**Action item A**
From the blog post about starting a career in medical social work, list each thing the writer wants to do in the "I want to" lines that do not contain the word "help."
**Action item B**
Pick up the blog post about starting a career in medical social work after its last line and keep writing it.

**Passage for review**
....

Thursday, October 23, 2014



So here I am. Just a few weeks away from staring my career as a medical social worker. Sometimes life surprises us. I still remember when I was sitting in the parking lot of Cal state san bernardino chatting with Loma Linda University about their master of Social Work program. I thought I wanted to be a therapist and I ended up falling in love with medical social work.

Above all, all I want is Gods will. But what is that?

I want to live out Isaiah 61
I want to help my husband.
I want to be the best mommy I can be.
I want to give comfort to those who mourn.
I want to offer hope to the hopeless
I want to help single who have gone through extreme challenges with bad relationships. Those who have been/are being abused.
I want to help the poor single mommy who feels isolated and alone.
I want to help marriages.
I want to help children.

....

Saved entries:
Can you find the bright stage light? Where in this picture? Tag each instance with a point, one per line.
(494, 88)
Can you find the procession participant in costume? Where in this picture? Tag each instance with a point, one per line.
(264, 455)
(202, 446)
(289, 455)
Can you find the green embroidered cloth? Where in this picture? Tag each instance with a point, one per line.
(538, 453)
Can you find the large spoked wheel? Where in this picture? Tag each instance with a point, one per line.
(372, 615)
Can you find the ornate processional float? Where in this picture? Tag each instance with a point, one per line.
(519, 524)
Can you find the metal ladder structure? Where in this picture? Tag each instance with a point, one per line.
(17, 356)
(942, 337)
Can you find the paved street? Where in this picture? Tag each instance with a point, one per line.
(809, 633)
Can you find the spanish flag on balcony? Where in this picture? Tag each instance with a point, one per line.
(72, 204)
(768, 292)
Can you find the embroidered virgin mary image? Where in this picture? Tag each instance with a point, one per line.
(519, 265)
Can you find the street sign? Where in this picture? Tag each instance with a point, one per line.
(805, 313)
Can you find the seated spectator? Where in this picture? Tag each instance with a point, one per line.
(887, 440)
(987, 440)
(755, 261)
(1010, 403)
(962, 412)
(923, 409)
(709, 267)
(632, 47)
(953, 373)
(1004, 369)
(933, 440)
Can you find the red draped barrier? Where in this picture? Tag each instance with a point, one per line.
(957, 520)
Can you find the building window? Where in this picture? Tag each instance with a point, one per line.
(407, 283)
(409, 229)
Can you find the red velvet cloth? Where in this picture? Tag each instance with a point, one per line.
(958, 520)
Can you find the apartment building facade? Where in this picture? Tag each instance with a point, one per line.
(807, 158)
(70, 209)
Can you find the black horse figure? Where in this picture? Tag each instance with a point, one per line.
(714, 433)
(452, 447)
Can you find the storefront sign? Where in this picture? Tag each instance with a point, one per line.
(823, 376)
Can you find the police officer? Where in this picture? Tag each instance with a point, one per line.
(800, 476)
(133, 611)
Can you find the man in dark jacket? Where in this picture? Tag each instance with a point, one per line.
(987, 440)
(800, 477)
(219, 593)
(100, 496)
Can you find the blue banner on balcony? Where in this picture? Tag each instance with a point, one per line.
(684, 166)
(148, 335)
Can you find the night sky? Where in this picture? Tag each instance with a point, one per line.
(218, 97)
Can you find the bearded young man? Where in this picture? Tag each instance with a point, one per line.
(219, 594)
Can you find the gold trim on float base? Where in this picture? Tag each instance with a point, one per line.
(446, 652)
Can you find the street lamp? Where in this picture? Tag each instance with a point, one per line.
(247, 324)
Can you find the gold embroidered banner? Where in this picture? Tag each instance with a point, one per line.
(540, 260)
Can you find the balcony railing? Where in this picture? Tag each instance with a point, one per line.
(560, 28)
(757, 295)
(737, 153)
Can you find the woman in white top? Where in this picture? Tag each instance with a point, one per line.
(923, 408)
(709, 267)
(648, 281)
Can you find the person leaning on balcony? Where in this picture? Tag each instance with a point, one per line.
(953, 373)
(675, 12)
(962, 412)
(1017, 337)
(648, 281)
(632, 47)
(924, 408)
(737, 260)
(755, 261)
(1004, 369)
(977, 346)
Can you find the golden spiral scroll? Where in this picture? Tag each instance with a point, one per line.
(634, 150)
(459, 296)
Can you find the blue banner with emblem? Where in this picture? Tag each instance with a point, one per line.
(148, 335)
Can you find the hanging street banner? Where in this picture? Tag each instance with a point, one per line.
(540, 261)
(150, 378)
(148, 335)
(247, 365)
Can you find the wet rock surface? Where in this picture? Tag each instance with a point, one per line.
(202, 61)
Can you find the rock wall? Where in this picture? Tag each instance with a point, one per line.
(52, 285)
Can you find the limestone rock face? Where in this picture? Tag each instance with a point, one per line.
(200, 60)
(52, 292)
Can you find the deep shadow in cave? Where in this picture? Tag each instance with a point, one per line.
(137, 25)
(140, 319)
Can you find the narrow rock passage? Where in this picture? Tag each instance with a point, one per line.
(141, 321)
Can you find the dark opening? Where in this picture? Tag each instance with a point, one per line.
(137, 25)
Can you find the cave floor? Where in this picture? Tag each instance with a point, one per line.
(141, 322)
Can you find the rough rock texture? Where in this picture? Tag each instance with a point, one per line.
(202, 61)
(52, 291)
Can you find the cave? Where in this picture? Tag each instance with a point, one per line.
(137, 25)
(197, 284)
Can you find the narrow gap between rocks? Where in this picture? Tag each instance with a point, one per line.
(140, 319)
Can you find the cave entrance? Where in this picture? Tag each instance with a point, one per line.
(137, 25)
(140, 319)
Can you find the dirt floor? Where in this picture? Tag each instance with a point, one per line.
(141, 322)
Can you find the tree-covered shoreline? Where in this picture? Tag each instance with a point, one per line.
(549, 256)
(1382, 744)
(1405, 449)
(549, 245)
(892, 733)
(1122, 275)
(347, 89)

....

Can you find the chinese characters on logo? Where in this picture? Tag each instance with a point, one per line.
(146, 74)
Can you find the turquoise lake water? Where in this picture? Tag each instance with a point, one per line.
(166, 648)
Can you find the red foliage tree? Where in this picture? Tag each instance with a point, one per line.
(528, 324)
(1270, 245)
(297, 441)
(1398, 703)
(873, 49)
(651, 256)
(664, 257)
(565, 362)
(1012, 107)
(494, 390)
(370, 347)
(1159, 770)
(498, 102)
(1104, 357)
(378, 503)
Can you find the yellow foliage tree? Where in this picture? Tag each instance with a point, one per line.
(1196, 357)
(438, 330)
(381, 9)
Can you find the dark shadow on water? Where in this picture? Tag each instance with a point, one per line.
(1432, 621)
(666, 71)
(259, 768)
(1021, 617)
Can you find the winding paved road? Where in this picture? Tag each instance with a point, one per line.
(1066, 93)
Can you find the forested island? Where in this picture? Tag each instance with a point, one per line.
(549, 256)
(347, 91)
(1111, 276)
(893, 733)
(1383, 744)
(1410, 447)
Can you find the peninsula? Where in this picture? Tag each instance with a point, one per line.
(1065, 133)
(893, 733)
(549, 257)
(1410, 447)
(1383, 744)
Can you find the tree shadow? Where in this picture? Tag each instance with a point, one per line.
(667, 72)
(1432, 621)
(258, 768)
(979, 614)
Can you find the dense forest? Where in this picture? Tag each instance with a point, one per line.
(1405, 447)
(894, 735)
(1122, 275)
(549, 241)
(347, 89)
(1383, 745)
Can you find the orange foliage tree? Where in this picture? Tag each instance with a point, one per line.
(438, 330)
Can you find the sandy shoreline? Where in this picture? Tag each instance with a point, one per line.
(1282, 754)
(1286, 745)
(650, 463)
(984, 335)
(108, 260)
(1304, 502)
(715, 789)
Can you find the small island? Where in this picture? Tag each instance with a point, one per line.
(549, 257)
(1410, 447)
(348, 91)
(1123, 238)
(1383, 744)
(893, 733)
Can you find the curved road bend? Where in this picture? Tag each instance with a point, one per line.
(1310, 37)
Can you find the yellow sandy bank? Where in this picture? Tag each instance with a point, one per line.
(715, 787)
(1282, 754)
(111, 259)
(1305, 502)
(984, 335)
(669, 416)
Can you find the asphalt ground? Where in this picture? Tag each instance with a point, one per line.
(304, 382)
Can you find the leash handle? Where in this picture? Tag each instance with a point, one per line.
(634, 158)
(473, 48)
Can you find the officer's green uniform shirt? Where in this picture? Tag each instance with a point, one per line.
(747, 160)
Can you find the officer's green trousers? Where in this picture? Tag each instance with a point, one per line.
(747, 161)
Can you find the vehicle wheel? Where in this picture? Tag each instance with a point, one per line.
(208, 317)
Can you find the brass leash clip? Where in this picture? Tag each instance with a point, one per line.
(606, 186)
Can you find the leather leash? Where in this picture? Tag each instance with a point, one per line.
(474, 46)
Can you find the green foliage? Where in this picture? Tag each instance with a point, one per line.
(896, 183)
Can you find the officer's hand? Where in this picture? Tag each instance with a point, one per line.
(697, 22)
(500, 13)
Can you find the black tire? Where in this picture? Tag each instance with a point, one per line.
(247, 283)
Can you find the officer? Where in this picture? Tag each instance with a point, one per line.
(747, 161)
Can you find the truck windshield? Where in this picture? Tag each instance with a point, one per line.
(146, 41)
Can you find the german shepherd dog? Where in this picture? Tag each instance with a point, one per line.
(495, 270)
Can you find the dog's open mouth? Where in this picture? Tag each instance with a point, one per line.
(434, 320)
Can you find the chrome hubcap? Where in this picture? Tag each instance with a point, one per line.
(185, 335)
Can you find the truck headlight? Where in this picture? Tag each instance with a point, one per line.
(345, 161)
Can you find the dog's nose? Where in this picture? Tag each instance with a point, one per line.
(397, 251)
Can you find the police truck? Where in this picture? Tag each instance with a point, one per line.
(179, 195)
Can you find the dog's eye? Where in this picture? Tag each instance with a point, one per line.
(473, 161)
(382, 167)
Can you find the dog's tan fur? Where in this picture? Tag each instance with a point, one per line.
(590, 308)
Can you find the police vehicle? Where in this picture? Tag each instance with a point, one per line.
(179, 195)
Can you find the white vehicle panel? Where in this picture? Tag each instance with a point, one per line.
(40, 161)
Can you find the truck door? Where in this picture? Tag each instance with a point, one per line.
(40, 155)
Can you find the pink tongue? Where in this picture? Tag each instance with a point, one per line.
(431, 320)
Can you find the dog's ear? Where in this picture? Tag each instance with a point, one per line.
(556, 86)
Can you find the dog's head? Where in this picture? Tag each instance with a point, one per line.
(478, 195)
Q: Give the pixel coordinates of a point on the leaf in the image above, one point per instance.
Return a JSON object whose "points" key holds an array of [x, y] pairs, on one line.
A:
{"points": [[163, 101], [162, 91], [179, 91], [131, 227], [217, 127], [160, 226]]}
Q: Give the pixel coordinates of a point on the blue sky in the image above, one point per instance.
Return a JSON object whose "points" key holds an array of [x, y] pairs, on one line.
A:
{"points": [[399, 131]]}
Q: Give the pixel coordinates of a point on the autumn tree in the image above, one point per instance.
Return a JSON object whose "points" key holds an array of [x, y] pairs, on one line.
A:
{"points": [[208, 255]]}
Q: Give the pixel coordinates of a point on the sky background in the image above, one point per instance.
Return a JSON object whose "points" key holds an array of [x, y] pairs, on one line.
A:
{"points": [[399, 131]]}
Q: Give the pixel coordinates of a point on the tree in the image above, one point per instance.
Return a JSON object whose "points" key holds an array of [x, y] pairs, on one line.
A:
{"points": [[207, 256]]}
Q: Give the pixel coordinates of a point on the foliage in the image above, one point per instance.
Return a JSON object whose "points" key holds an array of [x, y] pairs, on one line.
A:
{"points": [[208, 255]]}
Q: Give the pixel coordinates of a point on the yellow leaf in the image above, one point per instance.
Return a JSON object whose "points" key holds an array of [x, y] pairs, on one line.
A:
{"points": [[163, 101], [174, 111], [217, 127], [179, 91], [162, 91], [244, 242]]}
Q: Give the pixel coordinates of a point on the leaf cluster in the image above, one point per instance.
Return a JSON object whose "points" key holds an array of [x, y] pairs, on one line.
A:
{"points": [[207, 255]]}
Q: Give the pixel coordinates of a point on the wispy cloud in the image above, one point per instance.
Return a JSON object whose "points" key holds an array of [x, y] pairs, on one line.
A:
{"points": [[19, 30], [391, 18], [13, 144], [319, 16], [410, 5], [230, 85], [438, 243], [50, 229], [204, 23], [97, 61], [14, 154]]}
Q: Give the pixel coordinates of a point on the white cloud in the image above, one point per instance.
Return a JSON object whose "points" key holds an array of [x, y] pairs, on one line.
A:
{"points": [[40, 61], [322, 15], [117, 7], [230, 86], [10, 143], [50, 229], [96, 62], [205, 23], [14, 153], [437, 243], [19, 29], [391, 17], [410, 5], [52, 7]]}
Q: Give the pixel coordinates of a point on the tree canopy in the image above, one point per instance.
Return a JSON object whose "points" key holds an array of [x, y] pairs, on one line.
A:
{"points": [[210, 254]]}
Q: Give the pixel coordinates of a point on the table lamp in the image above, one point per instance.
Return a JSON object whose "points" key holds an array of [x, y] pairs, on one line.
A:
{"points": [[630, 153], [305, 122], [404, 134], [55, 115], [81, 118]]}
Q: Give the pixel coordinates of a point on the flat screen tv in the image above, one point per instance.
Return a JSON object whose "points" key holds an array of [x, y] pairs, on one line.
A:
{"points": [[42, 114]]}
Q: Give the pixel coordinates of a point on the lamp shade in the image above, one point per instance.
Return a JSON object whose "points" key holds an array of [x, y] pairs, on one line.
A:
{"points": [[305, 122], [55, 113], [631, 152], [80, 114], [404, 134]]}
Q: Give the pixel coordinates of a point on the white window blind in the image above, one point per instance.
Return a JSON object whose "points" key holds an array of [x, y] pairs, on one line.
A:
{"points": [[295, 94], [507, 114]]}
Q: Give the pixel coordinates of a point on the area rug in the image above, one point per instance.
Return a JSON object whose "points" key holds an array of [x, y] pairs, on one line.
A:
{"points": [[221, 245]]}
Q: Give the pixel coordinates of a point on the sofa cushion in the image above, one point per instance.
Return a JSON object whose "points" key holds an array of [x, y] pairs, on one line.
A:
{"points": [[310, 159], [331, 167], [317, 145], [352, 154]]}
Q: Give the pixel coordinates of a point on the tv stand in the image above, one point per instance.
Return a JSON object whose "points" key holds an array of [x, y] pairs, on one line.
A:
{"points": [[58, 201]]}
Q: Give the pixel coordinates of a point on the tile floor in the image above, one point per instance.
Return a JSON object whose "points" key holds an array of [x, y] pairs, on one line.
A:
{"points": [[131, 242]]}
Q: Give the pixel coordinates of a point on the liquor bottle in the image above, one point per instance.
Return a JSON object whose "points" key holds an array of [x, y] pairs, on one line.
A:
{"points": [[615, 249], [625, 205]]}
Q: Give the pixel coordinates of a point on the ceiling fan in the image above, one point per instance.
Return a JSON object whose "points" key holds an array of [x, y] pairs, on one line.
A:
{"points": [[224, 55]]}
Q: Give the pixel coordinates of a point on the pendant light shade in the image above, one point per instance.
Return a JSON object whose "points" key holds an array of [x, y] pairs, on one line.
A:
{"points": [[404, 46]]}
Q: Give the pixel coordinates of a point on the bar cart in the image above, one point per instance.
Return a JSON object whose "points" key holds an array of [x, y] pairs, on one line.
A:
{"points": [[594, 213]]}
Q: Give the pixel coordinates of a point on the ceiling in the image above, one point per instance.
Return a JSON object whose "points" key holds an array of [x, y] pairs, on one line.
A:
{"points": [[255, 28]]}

....

**Expected output A**
- Live out Isaiah 61
- Be the best mommy I can be
- Give comfort to those who mourn
- Offer hope to the hopeless

**Expected output B**
I don't want to get caught up in any of those things being more important than the other because there is really only ONE important thing, that is bringing God glory.


That's all that matters in the end. So that's all I want right now. And because I am not God I will proclaim a prayer of availability to Him each and every day and see what adventure He has in store for us.

For now that means my husband is back in school. My oldest daughter is a senior. My younger daughter is an 8th grader. My son is in pre-k and I am working a couple days a week at the hospital and serving with my husband 2 sundays a month in children's ministry.

Life is a vapor. I don't want the american dream. I want Gods reality.